== Extrait à lire ==
En 2020, Terez se débat avec un récit de vie qu’elle ne parvient à mettre dans sa forme idéale. Arrivent la crise sanitaire et les confinements. Elle écrit Errants, un poème que l’on retrouve dans Déchiffrée par les lettres, dans lequel on lit : « Marcher vers l’autre/Sans jamais, jamais s’arrêter/ sauf pour mourir /Éclaire mon devenir. »
« Je l’ai envoyé à Thierry Renard qui m’en a demandé d’autres. Cela me libérait de quelque chose d’en écrire. »
Vénissieux
Thierry Renard publie le recueil à La Rumeur libre et invite Terez en résidence à Vénissieux. Ce qui étonne de prime abord l’autrice, c’est l’absence de librairie, « alors que les gens lisent, c’est visible avec la boîte à livres qui se trouve en face de Pandora ».
« Vénissieux est une ville agréable, avec de petits immeubles de 4-5 étages qui sont bien et qui remplacent les anciennes maisons rasées. » Elle se réjouit aussi « que le maire soit une femme, qui fait du bon boulot ». Elle reprend : « On entend parler de banlieues. Pour moi, ce sont d’abord des villes. Et je ne vois pas de différence entre Rennes et Vénissieux… Sauf qu’ici, la mer n’est pas à proximité. On note toujours un décalage entre l’image que l’on se fait d’un lieu et celle que l’on a quand on y vit. »
Elle adore aussi tous ces enfants qu’elle voit à Vénissieux, « une grosse différence avec Morlaix ». « Ils ont des profs formidables qui font venir dans les classes des écrivains et des artistes. Les enfants ont rédigé des poèmes qui m’ont étonnée. Je leur avais lu un texte de l’Islandais Jón Kalman Stefánsson qui dit que le poème ne nous rend ni humble ni timide mais sincère. Il faut justement être sincère avec les enfants. »
Terez a ainsi travaillé — et c’est loin d’être fini — avec des groupes d’enfants et d’adultes des ateliers Henri-Matisse, avec une classe de primo-arrivants de Pasteur et des collégiens de Paul-Éluard, etc. « C’est un véritable échange. Je reçois presque plus que je ne donne. Ce matin, par exemple, j’ai vu que certains étaient remués par ce qu’ils avaient écrit. »
Terez Bardaine participera au Jour du livre, le 7 mai, sur le parvis de la médiathèque Lucie-Aubrac.
Habitante
23 avril 2022 à 7 h 43 min
D’accord avec cette auteure, il manque une librairie à Vénissieux, la boîte à livres du centre est dévalisée dès que l’on pose des livres. La 3ème ville du Rhône devrait avoir une librairie, merci à toutes et tous de vous mobiliser pour faire installer un(e) libraire dans notre ville. La médiathèque et Pandora ne suffisent pas à combler ce manque, fouiner, offrir des livres, passer un moment à feuilleter les parutions, un plaisir qui manque à nombre de vénissians.
===
- _Consignes_
(a) Pour chacune des affirmations suivantes, dites si elle concorde avec l'extrait en répondant par oui ou non et en citant exactement les mots de l'extrait qui en décident. (i) L'autrice est étonnée par l'absence de librairie à Vénissieux. (ii) Terez voit une grande différence entre Rennes et Vénissieux. (iii) Thierry Renard publie le recueil à La Rumeur libre.
(b) Reproduisez fidèlement le passage de l'extrait qui va de « Elle adore aussi » à « la médiathèque Lucie-Aubrac. ».
== Données fournies ==
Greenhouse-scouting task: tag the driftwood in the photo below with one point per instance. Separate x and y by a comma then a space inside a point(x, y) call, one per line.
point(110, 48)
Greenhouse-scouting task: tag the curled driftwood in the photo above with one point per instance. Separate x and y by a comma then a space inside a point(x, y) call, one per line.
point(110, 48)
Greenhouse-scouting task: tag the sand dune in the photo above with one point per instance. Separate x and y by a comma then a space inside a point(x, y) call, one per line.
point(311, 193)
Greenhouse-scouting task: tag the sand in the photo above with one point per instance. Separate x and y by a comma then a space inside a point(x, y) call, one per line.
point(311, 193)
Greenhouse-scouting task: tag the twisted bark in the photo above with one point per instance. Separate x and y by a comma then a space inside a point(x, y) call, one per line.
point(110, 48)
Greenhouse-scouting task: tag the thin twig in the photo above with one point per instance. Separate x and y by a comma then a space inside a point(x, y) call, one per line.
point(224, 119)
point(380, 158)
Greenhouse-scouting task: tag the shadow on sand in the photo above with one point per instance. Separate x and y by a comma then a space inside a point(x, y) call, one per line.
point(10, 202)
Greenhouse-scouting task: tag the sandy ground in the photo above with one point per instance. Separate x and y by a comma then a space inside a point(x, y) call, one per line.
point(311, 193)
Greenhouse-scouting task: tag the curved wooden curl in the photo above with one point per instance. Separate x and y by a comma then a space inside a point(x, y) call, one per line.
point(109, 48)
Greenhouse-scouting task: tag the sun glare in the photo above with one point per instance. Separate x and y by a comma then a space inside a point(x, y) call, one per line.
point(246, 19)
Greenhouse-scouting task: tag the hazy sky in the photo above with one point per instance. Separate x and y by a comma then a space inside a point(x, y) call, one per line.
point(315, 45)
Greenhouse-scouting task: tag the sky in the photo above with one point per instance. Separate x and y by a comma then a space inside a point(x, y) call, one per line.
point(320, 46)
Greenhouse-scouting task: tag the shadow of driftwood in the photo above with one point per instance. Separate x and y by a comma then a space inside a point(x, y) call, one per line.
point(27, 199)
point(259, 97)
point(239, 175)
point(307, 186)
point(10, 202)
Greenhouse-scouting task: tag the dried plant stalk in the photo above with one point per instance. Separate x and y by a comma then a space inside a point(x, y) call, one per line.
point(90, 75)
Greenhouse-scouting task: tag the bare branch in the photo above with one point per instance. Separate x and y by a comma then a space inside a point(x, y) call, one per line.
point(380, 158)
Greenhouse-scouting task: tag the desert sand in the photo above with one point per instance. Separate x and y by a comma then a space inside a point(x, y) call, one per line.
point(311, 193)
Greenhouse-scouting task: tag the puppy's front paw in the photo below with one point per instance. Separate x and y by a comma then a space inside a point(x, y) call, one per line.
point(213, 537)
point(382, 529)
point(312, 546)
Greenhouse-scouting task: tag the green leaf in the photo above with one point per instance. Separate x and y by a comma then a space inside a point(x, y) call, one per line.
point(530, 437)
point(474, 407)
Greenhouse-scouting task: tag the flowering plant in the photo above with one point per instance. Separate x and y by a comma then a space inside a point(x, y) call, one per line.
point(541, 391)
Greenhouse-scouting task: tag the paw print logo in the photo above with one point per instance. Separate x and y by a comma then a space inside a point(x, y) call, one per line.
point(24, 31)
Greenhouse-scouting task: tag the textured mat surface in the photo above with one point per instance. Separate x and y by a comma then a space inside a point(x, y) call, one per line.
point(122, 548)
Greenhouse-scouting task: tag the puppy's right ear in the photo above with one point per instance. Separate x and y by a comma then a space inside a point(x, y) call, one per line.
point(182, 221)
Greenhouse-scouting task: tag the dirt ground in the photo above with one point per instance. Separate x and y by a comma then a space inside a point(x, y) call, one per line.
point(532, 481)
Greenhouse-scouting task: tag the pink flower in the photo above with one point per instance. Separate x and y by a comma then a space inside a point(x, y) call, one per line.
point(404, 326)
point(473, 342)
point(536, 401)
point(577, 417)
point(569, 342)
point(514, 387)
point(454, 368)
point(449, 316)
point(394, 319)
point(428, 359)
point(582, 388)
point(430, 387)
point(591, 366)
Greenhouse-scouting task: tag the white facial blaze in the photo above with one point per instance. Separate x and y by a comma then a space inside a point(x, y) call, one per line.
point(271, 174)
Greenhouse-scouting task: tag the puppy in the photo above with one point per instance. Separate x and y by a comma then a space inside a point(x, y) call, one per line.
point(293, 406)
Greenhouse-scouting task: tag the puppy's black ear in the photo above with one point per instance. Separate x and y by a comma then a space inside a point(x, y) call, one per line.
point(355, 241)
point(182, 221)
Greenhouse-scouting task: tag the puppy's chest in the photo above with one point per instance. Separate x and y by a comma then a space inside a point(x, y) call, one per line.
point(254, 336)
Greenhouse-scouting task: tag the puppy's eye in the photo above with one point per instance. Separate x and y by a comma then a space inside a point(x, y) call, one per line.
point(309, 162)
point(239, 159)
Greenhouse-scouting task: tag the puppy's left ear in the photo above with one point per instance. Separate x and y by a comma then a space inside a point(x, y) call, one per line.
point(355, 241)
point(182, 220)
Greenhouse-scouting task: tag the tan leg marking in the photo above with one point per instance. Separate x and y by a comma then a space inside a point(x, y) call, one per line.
===
- _Réponses par consigne_
(a)
(i) Oui : « Ce qui étonne de prime abord l’autrice, c’est l’absence de librairie »
(ii) Non : « Et je ne vois pas de différence entre Rennes et Vénissieux… »
(iii) Oui : « Thierry Renard publie le recueil à La Rumeur libre »

(b)
Elle adore aussi tous ces enfants qu’elle voit à Vénissieux, « une grosse différence avec Morlaix ». « Ils ont des profs formidables qui font venir dans les classes des écrivains et des artistes. Les enfants ont rédigé des poèmes qui m’ont étonnée. Je leur avais lu un texte de l’Islandais Jón Kalman Stefánsson qui dit que le poème ne nous rend ni humble ni timide mais sincère. Il faut justement être sincère avec les enfants. »
Terez a ainsi travaillé — et c’est loin d’être fini — avec des groupes d’enfants et d’adultes des ateliers Henri-Matisse, avec une classe de primo-arrivants de Pasteur et des collégiens de Paul-Éluard, etc. « C’est un véritable échange. Je reçois presque plus que je ne donne. Ce matin, par exemple, j’ai vu que certains étaient remués par ce qu’ils avaient écrit. »
Terez Bardaine participera au Jour du livre, le 7 mai, sur le parvis de la médiathèque Lucie-Aubrac.